* BEGIN QUOTED TEXT *

It’s inevitable when buying a property that people start to think about what they would like. They don’t see properties through business eyes on their first purchase; they see properties as they would as a homebuyer, as that’s where their personal experience lies.

As a result, they decide to purchase a property that isn’t specifically targeted at any one section of the rental market, a property that would be nice to live in but just isn’t a viable investment.

#2 – They refuse advice

There are various sources of advice during the property investment buying process; surveyors, real estate agents, even experienced landlords on internet forums. However, many first-time prospective landlords have a tendency to try and break the mold, do things differently, and refuse to follow generally accepted wisdom.

Maybe, one time in a thousand, someone ‘doing something different’ is actually beneficial– but for the most part, advice is something that has to be soaked up like a sponge in the real estate business. By choosing to ignore the wisdom offered from various sources, first-time landlords can find themselves the victims of hubris, and make an expensive mistake as a result.

* END QUOTED TEXT *
* BEGIN DATA SEGMENT *

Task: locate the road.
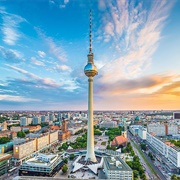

* END DATA SEGMENT *

* [WRITTEN PROBLEM A]: Which sources of advice during the property investment buying process does the passage on first-time landlords list?
* [WRITTEN PROBLEM B]: Reproduce everything from "It’s inevitable when" down to "personal experience lies." in the passage on first-time landlords, swapping "homebuyer" for "home purchaser".
* [WRITTEN PROBLEM C]: According to the passage on first-time landlords, why do people on their first purchase see properties as a homebuyer would rather than through business eyes?

* [FULL SOLUTION A]: Surveyors, real estate agents, and experienced landlords on internet forums.

* [FULL SOLUTION B]:
It’s inevitable when buying a property that people start to think about what they would like. They don’t see properties through business eyes on their first purchase; they see properties as they would as a home purchaser, as that’s where their personal experience lies.

* [FULL SOLUTION C]: Their personal experience lies in buying as a homebuyer, so they think about what they would like. As a result, they choose a property that would be nice to live in but isn't targeted at any section of the rental market and isn't a viable investment.